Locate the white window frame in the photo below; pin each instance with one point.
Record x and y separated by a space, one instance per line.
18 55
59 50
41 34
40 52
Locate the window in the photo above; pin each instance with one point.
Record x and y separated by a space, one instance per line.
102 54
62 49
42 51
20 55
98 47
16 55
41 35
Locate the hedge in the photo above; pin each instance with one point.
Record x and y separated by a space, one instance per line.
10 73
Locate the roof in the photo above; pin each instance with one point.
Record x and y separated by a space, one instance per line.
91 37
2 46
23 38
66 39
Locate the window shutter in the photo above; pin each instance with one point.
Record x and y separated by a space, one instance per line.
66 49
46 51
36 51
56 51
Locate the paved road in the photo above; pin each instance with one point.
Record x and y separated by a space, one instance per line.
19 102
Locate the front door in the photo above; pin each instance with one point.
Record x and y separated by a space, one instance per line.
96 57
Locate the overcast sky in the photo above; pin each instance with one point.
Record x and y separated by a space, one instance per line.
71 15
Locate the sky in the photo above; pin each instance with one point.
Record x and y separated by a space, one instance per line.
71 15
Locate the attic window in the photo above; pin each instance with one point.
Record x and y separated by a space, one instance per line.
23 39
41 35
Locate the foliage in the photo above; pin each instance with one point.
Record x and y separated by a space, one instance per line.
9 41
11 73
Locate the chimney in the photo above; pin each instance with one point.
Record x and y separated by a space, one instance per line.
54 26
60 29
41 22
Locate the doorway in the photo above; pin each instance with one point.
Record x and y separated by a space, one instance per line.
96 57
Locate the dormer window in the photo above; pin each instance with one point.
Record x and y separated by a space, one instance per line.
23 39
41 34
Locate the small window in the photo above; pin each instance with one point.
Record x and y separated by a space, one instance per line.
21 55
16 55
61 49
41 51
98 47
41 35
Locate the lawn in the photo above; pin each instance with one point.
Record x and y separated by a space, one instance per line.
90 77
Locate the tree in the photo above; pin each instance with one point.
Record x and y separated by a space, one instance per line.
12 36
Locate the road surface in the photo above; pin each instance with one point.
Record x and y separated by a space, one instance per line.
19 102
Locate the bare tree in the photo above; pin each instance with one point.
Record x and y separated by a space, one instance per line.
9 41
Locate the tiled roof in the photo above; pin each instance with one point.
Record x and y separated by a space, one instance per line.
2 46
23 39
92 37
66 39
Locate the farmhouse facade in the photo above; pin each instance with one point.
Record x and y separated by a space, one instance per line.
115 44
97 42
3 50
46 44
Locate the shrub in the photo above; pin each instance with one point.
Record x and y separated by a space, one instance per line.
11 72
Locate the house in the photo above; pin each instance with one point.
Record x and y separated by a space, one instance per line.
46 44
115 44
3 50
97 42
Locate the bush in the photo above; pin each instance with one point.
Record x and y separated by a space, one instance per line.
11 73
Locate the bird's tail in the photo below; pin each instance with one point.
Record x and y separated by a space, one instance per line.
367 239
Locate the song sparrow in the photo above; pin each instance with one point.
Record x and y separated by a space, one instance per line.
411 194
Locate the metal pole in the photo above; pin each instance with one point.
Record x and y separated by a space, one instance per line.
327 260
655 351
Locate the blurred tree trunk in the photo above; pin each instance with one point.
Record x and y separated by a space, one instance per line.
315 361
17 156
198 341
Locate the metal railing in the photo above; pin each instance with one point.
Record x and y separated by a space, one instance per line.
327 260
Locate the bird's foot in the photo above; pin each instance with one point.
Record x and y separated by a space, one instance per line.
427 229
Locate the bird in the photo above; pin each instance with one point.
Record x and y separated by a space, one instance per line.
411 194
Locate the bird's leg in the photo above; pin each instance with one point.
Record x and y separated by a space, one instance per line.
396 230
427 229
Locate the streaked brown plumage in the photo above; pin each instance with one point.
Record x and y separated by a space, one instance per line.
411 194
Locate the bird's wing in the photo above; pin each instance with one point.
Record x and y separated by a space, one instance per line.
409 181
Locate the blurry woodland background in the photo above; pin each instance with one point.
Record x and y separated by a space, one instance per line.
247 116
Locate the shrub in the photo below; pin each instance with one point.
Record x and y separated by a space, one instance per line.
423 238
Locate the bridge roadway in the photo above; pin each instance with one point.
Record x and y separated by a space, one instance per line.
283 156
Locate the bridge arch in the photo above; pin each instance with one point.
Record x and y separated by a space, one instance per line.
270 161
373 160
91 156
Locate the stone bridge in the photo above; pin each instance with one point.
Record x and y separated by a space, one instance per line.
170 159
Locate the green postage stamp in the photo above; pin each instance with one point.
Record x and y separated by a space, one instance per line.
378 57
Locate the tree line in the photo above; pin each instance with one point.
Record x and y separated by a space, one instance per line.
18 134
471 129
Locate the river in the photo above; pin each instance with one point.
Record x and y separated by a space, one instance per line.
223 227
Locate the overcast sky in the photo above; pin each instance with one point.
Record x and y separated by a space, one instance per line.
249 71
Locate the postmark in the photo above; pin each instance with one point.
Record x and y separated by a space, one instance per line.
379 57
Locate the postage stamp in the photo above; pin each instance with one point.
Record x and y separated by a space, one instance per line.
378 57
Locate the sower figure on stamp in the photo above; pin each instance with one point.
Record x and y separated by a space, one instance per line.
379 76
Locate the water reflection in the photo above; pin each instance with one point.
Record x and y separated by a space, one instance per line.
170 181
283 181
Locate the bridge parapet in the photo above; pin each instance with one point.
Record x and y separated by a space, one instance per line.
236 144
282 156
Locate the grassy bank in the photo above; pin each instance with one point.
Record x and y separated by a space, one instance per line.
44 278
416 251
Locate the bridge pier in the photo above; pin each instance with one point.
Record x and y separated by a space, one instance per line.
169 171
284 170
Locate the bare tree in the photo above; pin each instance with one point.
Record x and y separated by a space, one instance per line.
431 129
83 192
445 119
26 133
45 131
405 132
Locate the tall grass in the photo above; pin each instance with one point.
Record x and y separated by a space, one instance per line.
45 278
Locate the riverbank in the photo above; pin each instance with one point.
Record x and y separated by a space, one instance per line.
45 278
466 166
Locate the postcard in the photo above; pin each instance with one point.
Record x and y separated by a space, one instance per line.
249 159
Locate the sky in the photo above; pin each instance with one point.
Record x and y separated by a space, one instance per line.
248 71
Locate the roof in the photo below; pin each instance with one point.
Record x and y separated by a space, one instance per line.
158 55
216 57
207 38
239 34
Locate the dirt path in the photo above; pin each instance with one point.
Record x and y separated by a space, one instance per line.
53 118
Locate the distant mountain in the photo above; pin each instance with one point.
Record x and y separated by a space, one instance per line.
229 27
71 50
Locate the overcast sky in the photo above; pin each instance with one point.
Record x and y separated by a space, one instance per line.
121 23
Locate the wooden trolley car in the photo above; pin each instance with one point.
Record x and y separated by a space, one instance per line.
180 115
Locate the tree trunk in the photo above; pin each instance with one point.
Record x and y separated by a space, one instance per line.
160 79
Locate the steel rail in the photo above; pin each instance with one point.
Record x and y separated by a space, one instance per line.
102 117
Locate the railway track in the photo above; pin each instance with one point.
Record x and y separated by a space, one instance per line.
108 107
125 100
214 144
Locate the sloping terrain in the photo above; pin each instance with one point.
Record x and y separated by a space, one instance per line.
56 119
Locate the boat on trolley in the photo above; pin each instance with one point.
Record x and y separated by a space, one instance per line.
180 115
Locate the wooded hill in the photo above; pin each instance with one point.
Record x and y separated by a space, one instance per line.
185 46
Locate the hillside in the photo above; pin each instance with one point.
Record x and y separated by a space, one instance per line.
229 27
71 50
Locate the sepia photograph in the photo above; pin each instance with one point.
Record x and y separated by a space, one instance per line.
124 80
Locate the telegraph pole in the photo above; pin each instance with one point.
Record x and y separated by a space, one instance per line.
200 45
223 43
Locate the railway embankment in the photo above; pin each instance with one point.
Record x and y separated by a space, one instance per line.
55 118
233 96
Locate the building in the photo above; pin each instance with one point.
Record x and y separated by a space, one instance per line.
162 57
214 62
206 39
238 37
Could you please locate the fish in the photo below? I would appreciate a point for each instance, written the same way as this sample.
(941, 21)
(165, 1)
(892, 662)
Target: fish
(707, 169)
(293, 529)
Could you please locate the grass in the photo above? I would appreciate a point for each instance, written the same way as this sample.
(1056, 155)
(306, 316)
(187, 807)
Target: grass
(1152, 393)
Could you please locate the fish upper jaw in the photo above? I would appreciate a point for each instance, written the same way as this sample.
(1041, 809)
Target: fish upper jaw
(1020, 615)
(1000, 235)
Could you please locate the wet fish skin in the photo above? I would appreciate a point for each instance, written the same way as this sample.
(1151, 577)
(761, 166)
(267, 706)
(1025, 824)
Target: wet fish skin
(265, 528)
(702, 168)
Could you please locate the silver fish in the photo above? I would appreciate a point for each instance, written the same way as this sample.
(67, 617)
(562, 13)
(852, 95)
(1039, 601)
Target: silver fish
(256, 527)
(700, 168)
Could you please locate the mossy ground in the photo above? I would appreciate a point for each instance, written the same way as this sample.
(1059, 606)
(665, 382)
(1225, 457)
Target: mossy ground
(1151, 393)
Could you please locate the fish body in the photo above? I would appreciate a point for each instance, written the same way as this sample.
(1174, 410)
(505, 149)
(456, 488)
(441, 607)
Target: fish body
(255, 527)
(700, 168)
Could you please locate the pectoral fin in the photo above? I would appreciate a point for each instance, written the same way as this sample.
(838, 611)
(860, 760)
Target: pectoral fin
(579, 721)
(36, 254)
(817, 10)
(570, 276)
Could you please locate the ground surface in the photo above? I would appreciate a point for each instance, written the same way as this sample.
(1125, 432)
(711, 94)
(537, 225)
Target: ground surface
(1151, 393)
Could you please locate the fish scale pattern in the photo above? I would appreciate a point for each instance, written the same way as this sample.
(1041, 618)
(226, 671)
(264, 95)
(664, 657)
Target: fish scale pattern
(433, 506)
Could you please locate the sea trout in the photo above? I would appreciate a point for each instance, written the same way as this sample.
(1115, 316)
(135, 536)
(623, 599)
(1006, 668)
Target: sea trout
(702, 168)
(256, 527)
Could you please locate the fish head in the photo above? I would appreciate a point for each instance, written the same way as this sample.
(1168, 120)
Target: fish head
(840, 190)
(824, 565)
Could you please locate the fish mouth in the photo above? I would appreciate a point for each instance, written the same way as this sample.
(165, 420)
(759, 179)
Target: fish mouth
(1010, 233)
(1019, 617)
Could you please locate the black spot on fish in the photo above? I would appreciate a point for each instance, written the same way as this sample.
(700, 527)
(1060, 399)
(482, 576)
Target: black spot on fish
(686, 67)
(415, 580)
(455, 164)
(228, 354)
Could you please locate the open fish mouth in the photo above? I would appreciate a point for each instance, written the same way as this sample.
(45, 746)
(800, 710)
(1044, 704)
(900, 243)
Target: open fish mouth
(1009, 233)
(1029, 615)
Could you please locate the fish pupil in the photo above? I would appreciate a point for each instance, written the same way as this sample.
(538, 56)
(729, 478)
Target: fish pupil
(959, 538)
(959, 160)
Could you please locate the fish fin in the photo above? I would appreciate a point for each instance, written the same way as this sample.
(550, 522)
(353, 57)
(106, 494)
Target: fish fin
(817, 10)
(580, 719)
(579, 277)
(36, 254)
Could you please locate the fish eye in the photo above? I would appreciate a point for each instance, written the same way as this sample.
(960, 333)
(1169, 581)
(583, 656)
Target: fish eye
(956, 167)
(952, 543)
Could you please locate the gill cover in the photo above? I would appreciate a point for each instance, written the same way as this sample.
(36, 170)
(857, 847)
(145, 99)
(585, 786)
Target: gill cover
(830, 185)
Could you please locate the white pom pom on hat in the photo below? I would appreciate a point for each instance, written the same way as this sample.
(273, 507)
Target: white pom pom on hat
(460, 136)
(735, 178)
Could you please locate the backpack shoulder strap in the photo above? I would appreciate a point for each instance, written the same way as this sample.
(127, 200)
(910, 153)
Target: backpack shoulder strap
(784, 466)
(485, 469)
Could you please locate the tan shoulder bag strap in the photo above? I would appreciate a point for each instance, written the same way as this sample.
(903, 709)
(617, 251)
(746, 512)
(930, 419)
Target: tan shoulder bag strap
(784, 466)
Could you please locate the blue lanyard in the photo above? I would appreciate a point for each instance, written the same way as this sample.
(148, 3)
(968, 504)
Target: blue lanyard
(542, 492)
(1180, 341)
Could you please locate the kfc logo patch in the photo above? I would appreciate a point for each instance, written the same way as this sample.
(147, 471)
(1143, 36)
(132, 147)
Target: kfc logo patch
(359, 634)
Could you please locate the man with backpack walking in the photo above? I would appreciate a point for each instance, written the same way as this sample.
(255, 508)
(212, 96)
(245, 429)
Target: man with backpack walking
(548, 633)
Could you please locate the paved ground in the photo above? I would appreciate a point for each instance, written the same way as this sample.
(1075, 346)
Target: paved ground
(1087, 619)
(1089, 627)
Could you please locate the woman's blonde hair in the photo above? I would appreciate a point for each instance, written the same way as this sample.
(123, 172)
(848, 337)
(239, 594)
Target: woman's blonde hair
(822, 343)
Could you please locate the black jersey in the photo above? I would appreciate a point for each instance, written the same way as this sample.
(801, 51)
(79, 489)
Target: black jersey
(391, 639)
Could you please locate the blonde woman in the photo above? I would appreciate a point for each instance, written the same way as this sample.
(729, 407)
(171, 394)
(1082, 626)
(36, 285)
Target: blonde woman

-- PROBLEM DESCRIPTION --
Pull every line that holds the string "tree" out of the records.

-- RESULT FOR THIS TASK --
Locate the tree in the photo above; pin each instance with one point.
Locate the bare tree in the photo above; pin each instance with one point.
Locate the blurred tree trunk in the photo above; pin each instance with one point.
Locate the tree line in the photo above; pin each instance with one point.
Locate the bare tree in the photo above; pin each instance with one point.
Locate the tree trunk in the photo above; pin each instance with one point.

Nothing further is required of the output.